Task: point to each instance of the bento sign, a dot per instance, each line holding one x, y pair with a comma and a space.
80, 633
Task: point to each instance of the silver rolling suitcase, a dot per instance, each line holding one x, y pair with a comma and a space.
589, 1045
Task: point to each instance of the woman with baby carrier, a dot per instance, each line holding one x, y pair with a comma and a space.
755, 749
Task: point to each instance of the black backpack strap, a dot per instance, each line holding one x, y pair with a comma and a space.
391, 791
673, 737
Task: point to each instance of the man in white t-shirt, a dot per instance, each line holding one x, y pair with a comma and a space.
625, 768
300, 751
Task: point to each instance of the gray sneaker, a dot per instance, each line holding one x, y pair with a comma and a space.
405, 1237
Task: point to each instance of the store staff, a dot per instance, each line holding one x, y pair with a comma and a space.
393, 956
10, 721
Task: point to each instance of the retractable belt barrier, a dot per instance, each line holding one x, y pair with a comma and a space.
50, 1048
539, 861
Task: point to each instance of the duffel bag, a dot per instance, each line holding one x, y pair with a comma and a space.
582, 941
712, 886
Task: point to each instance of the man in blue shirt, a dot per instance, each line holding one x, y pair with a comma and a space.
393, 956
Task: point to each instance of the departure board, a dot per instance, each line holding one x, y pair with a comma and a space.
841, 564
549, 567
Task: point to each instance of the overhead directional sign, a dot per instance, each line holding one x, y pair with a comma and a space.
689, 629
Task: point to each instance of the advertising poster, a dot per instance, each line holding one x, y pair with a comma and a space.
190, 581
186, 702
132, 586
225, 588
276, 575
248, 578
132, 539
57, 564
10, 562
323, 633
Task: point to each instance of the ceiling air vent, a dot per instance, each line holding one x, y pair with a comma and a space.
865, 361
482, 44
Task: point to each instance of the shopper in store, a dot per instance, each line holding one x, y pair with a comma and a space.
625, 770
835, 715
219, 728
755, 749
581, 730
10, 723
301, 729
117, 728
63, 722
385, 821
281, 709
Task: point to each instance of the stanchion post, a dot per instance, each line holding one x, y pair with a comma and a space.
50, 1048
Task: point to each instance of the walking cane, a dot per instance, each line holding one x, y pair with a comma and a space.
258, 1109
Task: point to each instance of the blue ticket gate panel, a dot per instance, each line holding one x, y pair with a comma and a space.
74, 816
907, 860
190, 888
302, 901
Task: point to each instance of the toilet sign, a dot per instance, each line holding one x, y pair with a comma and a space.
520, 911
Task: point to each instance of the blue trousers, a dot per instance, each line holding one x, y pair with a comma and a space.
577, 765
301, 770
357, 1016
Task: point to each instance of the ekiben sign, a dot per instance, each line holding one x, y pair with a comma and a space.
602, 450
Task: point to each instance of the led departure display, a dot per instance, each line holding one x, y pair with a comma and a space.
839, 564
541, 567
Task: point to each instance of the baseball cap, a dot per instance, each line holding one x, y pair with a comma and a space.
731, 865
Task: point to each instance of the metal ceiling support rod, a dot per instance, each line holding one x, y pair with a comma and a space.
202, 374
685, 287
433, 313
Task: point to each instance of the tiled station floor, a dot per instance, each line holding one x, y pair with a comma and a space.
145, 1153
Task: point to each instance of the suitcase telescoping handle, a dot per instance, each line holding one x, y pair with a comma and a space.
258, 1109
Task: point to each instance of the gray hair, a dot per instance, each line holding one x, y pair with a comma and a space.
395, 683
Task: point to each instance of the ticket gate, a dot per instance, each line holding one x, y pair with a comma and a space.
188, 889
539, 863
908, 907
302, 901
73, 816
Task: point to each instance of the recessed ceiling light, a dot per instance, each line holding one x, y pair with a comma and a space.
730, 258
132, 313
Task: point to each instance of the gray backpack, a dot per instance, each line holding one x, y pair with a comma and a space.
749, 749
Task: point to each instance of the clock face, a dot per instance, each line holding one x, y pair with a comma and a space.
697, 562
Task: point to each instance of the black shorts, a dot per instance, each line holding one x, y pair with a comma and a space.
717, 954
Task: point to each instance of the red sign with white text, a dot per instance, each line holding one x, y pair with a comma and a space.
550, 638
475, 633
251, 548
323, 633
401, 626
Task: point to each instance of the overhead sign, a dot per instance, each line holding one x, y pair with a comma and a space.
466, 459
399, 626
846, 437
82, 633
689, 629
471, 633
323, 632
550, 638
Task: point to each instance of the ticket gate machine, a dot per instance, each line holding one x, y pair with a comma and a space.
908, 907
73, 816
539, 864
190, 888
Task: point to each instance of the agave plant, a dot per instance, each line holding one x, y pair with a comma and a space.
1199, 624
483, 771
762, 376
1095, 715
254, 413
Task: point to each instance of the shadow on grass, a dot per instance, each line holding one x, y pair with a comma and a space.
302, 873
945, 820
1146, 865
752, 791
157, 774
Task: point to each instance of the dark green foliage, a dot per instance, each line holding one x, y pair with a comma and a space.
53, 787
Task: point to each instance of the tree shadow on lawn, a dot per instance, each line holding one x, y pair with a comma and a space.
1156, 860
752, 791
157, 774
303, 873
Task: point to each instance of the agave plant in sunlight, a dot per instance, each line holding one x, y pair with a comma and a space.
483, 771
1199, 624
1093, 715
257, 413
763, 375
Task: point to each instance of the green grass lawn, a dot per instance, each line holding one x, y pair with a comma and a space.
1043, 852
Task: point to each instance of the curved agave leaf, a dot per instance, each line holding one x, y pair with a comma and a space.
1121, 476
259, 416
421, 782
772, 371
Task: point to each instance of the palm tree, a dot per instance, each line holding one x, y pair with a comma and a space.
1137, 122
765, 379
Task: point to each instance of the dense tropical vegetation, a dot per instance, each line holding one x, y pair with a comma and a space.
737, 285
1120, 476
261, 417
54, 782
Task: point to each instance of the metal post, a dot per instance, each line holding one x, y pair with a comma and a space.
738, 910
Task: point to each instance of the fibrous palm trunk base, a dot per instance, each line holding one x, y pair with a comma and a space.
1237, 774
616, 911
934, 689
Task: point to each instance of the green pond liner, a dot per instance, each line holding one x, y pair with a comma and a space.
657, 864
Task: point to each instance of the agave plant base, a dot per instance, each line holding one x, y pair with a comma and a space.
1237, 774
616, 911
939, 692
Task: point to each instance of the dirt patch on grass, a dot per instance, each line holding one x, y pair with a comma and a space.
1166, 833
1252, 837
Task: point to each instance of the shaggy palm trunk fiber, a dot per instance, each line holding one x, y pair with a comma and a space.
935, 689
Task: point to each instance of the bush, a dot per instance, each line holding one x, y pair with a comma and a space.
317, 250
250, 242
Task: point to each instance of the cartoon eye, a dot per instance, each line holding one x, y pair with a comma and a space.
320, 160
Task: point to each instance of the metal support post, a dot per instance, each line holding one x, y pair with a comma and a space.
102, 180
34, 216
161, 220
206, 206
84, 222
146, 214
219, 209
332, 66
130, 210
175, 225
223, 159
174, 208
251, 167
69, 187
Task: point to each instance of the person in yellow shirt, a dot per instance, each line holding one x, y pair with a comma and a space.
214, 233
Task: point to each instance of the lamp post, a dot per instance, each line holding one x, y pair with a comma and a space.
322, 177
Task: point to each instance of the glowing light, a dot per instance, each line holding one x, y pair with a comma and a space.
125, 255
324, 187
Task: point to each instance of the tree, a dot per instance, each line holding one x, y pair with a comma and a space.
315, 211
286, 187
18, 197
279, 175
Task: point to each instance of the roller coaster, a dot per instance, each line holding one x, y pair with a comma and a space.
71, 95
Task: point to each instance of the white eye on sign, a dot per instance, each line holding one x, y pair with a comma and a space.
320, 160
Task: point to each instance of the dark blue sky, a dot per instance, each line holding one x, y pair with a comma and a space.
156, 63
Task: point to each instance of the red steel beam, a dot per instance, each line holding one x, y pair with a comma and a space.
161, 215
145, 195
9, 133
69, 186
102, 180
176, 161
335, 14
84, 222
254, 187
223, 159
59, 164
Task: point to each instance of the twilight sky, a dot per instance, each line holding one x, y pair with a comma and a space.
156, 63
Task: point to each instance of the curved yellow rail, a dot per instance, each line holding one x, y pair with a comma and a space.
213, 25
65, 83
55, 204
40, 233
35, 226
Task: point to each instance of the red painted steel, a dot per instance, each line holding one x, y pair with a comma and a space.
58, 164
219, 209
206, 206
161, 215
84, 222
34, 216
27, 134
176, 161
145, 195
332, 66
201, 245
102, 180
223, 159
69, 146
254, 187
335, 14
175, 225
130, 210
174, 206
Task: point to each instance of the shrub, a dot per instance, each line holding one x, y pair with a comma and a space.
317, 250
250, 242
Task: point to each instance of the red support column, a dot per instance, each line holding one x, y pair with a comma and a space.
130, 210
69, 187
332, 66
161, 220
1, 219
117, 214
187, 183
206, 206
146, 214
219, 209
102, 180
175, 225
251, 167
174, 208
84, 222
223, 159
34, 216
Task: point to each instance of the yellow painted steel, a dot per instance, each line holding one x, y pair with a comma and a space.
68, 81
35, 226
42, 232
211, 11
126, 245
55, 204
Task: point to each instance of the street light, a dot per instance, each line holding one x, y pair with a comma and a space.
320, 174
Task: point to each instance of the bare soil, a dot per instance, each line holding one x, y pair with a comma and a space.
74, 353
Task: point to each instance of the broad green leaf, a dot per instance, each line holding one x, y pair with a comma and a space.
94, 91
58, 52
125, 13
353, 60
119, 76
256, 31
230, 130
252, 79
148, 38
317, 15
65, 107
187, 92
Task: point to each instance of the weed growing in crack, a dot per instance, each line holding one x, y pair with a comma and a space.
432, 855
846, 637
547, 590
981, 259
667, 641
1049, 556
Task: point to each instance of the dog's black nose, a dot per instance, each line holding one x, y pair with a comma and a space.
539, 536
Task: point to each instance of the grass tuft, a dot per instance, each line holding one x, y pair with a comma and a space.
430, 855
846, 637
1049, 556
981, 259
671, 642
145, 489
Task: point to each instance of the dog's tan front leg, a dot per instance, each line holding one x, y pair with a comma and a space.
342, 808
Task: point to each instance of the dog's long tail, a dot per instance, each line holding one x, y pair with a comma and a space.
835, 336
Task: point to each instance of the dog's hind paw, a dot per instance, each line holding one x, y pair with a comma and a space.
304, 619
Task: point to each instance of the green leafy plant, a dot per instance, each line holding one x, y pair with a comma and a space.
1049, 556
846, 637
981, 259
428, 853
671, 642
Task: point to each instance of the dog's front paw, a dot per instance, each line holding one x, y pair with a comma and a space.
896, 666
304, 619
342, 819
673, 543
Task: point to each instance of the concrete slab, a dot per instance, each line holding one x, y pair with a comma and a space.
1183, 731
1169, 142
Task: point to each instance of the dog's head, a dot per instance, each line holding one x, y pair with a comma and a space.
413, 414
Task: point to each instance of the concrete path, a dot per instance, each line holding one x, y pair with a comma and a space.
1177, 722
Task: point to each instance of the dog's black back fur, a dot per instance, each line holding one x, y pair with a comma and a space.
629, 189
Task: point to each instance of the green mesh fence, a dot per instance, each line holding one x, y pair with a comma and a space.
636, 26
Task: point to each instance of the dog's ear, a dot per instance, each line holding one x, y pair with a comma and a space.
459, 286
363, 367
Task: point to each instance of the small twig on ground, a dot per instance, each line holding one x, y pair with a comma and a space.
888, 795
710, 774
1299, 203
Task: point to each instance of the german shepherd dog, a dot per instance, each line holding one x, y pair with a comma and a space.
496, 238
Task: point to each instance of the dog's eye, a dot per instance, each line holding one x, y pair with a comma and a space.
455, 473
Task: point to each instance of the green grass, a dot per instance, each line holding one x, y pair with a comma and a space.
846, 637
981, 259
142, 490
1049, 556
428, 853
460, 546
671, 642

=-=-=

やること: 「Task: point to each instance of the concrete path, a」を含む行からエントリーの終わりまで（両端を含む）を、「twig」を「branch」に置き換えて書き直してください。ほかの部分は変えないでください。

この問題の答え:
Task: point to each instance of the concrete path, a dot per instance, each line holding one x, y pair with a comma and a space.
1177, 722
Task: point to each instance of the dog's black back fur, a dot per instance, each line holding one x, y pair with a comma and a space.
629, 189
Task: point to each instance of the green mesh fence, a dot per instance, each line holding one x, y pair with a comma and a space.
636, 26
Task: point to each instance of the dog's ear, a dot per instance, each line holding one x, y pair with a comma and a space.
459, 286
363, 367
Task: point to each instance of the small branch on ground, a dot per instance, each line holding one x, y pair with a comma and a space.
888, 795
710, 774
1299, 203
Task: point to each instance of the german shepherd dog, a dot per instance, each line holding one x, y pair with a comma and a space.
496, 238
Task: point to each instance of the dog's eye, a dot per instance, each line holding one x, y pair with a comma and a space.
455, 473
Task: point to each instance of the green grass, a dot per instance, each line holding one x, y pair with a comma and a space.
846, 637
981, 259
142, 490
1049, 556
428, 853
460, 546
671, 642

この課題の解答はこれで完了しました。